JOB 1:
Answer these questions from the passage on the Clean Air Interstate Rule.
(a) How many states did the rule require to reduce emissions?
(b) Which two pollutants was its cap-and-trade program designed to reduce?
(c) Which earlier program was the rule patterned after?

BLOOMINGTON, Ind. -- Indiana University faculty experts A. James Barnes and Philip S. Stevens are available to comment on a recent federal appeals court decision that struck down the Clean Air Interstate Rule. The rule required 28 mostly Eastern states to reduce emissions of smog-forming and soot-producing emissions. The Environmental Protection Agency predicted implementing the rule would prevent about 17,000 premature deaths a year.

Philip S. Stevens, an environmental chemist and a professor in the IU School of Public and Environmental Affairs, said the court ruling is a major setback for the EPA and for states trying to meet Federal clean air standards.

"The Clean Air Interstate Rule would have established a flexible 'cap-and-trade' program designed to reduce emissions of sulfur dioxide and nitrogen oxides from electric utilities," Stevens said. "These are some of the primary pollutants that lead to acid rain, ground level ozone and fine particulate pollution, the latter two being the primary components of photochemical smog. It was patterned after the Acid Rain Program, which was a major component of the Clean Air Act Amendments of 1990 that resulted in significant reductions in emissions of sulfur dioxide from the power industry through a similar emissions trading program.

PROVIDED ENTRIES:
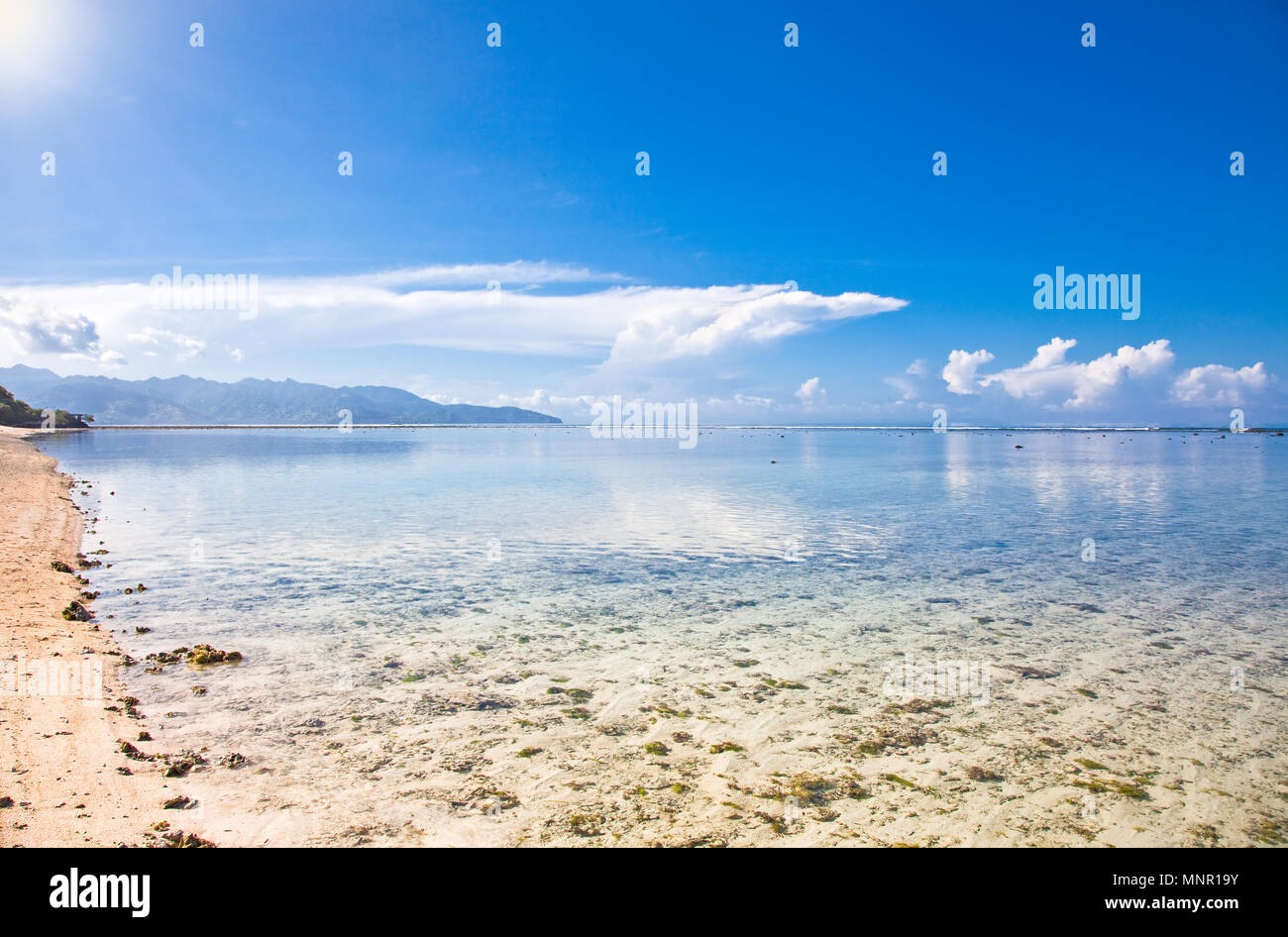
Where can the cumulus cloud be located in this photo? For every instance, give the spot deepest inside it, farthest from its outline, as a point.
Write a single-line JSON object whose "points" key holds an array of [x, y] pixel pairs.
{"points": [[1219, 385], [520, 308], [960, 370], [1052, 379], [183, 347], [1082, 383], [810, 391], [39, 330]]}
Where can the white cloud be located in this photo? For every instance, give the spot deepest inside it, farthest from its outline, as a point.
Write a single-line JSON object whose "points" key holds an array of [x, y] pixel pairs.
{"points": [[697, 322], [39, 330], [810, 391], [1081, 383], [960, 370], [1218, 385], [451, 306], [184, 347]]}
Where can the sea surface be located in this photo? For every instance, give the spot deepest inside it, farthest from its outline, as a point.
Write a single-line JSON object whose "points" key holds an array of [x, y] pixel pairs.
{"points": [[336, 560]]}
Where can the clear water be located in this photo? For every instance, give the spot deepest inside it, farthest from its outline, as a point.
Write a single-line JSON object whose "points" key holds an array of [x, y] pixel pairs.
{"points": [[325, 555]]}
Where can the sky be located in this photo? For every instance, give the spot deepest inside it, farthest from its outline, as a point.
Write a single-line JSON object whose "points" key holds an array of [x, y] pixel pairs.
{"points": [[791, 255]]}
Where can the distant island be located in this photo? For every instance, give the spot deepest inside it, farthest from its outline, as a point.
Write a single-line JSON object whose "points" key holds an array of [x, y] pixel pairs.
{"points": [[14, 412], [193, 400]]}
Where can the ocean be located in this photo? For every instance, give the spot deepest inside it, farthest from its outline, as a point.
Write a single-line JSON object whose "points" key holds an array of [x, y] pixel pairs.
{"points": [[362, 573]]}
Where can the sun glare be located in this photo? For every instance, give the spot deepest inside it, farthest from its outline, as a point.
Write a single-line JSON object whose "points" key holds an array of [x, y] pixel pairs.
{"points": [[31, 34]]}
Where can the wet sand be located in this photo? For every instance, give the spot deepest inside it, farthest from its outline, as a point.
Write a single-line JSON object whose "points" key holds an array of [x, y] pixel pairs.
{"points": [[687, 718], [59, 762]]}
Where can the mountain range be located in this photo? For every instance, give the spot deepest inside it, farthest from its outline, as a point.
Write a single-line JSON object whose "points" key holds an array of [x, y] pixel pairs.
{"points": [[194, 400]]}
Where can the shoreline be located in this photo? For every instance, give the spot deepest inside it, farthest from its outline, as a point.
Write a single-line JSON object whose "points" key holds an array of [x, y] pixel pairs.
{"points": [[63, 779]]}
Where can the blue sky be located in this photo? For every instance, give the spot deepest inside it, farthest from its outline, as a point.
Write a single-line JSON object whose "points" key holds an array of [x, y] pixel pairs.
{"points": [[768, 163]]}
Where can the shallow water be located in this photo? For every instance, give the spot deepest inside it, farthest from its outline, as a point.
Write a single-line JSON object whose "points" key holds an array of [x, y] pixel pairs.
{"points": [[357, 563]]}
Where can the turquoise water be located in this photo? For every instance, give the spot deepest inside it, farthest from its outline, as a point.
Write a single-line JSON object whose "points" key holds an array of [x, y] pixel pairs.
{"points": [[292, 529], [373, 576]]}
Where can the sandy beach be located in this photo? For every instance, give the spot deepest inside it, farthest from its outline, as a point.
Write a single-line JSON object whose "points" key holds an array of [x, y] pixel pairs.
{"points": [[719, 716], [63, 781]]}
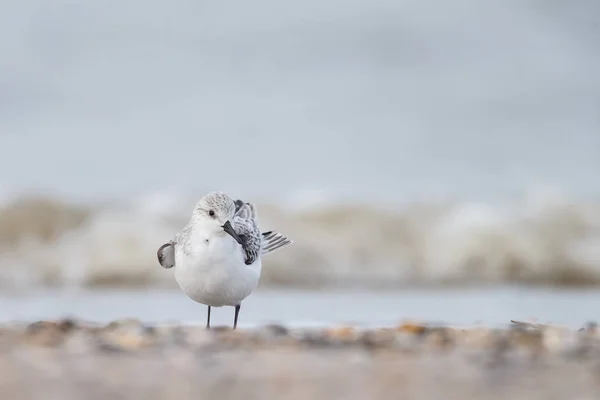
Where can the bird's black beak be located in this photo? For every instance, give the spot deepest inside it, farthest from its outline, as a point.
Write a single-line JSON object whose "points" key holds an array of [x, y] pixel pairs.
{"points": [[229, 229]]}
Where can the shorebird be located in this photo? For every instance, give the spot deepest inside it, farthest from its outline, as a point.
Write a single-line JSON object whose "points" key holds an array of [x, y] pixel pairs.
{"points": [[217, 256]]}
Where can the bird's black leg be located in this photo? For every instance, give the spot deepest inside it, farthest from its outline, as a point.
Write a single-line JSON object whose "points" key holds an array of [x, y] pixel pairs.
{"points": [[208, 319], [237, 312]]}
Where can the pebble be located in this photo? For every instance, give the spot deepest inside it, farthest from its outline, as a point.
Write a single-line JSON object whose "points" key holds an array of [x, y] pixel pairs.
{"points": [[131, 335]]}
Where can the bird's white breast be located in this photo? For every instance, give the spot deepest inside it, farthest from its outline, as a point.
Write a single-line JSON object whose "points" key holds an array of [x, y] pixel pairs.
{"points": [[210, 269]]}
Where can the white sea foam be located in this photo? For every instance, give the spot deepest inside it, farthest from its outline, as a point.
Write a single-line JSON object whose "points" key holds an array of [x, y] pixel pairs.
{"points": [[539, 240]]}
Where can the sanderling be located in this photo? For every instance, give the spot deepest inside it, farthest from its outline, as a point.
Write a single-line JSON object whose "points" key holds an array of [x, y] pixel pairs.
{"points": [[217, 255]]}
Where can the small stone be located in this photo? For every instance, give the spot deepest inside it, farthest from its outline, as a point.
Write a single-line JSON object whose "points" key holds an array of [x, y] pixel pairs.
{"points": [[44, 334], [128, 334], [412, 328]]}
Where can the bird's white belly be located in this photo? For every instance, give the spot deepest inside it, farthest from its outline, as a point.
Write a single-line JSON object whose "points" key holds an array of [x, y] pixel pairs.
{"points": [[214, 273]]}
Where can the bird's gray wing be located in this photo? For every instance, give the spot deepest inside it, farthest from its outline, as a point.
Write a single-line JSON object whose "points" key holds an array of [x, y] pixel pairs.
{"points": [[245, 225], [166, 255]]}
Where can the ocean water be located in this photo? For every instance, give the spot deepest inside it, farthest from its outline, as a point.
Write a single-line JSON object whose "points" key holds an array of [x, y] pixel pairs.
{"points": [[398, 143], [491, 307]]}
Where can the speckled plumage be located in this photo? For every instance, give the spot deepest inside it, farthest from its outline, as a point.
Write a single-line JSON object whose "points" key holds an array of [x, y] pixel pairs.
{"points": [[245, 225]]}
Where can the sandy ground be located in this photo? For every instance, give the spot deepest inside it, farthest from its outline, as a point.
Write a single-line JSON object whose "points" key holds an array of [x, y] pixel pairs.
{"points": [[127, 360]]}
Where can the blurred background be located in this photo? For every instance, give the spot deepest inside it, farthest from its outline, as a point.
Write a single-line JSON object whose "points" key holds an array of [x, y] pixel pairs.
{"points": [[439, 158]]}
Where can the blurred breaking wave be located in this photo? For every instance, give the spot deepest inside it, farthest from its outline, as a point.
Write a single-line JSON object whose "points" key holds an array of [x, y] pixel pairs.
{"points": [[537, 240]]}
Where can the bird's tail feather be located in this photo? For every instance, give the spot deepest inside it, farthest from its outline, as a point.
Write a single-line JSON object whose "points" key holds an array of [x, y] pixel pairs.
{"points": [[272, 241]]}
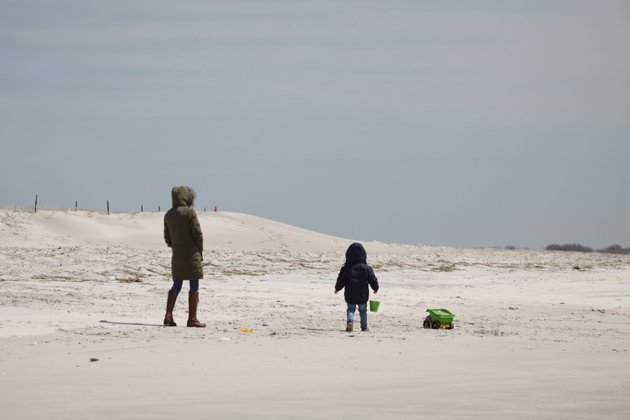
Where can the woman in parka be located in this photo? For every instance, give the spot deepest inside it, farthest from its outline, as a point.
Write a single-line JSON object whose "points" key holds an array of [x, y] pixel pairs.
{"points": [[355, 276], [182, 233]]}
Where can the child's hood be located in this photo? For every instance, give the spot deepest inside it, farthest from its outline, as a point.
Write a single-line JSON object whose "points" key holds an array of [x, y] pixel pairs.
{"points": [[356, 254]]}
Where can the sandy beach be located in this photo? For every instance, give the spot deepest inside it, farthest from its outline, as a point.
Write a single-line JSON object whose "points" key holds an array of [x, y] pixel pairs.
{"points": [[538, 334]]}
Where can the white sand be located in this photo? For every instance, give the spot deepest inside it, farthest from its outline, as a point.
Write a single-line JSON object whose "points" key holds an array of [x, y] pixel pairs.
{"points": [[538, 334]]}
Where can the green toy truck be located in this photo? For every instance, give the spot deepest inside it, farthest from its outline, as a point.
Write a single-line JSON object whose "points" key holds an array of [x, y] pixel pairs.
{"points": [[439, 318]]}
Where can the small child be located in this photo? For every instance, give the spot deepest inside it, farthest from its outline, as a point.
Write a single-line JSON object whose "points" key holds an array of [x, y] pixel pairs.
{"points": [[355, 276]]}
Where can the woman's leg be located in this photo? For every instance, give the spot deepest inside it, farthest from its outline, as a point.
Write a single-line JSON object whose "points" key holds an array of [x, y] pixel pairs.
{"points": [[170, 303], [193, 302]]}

...

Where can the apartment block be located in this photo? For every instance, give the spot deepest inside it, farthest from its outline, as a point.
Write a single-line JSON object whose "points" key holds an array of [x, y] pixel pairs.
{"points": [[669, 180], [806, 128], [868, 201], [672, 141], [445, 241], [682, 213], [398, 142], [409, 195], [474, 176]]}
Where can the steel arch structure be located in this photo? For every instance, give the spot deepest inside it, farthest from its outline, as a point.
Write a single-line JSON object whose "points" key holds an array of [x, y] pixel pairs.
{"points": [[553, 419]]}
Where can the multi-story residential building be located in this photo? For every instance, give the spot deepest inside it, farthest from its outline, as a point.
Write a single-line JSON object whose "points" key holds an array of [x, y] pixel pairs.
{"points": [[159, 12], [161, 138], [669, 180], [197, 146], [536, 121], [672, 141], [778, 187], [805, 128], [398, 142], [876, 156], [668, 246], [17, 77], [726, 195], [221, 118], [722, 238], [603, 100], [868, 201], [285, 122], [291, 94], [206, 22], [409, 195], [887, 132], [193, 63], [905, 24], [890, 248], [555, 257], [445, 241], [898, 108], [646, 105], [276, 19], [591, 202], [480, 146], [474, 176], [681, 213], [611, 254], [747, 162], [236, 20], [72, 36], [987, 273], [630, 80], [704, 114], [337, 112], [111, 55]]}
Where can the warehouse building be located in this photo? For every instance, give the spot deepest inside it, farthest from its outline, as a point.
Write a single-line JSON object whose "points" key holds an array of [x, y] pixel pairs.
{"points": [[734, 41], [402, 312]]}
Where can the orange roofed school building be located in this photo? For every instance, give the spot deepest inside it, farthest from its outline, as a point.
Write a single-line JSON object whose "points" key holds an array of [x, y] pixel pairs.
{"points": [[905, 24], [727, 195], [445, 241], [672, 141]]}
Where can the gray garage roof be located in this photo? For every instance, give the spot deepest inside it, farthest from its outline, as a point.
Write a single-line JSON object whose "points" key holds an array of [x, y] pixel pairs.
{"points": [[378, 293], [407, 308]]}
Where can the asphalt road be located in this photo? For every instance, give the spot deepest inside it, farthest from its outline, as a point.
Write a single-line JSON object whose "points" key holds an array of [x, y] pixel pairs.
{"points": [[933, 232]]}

==

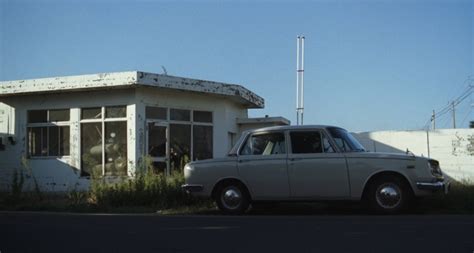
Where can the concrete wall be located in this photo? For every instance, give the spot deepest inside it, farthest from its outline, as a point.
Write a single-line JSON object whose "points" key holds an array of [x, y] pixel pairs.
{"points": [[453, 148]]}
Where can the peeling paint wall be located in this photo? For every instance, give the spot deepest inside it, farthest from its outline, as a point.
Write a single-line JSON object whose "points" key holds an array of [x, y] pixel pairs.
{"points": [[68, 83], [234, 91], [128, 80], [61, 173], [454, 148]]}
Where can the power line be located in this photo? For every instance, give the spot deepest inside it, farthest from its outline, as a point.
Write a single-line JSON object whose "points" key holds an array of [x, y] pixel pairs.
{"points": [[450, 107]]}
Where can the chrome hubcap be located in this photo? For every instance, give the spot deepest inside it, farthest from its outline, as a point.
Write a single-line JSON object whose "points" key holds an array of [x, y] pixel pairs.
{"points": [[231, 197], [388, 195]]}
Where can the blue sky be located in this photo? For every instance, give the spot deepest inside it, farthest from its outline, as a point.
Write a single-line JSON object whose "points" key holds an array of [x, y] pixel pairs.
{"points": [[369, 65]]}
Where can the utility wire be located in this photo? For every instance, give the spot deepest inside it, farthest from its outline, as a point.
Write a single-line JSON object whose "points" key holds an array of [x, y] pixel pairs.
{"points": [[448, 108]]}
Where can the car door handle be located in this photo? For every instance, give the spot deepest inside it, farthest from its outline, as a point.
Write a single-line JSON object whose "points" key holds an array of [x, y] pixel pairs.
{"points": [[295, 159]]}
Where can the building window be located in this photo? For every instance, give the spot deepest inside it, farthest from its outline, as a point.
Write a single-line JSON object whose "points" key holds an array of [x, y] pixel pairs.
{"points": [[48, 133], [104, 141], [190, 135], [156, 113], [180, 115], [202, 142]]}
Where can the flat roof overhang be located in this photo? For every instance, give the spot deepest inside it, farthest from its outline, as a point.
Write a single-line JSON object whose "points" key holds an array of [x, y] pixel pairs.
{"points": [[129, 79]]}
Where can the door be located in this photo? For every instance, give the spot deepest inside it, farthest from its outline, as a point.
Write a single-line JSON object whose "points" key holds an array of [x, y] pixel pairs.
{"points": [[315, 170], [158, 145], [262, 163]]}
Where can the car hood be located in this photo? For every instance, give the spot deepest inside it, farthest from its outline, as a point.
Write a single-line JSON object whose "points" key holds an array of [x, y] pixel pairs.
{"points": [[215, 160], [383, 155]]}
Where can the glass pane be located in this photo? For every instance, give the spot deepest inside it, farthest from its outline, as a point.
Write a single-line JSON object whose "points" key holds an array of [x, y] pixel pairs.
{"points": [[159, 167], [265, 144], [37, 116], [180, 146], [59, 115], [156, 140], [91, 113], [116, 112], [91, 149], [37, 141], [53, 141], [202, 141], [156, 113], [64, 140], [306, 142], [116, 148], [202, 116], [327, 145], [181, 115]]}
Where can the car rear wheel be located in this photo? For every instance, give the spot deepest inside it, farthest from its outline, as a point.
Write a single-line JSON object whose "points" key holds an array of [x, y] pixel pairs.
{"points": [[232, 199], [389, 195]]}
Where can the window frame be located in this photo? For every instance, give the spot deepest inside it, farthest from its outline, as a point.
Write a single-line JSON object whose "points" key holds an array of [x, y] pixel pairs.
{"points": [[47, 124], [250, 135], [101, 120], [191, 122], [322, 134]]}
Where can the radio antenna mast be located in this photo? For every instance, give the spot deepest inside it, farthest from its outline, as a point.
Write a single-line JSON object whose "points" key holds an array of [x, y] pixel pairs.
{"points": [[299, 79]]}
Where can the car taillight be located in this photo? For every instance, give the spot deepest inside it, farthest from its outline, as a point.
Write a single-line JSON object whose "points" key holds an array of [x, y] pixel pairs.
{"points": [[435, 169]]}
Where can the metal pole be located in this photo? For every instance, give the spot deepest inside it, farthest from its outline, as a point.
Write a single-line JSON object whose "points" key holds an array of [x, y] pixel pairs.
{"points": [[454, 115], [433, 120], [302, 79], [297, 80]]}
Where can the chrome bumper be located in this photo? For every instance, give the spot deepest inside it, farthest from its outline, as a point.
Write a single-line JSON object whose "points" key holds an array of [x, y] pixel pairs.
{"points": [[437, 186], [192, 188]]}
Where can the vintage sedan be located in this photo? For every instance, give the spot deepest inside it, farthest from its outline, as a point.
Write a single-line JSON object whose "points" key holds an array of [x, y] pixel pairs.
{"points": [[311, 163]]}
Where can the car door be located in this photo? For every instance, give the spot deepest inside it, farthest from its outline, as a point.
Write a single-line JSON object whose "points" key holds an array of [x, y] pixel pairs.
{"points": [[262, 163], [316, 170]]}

JOB 2: Gather each line of the entries that contains the word "wall".

FULL RESPONSE 1:
(a) 28 states, mostly Eastern.
(b) Sulfur dioxide and nitrogen oxides.
(c) The Acid Rain Program.

FULL RESPONSE 2:
Where can the concrete wall be located in this photo? For every instance, give the spot deepest inside it, farthest from its outline, as a point.
Where can the peeling paint wall be located in this photo? For every instance, give the spot deepest inside it, farthest from its outline, as a point.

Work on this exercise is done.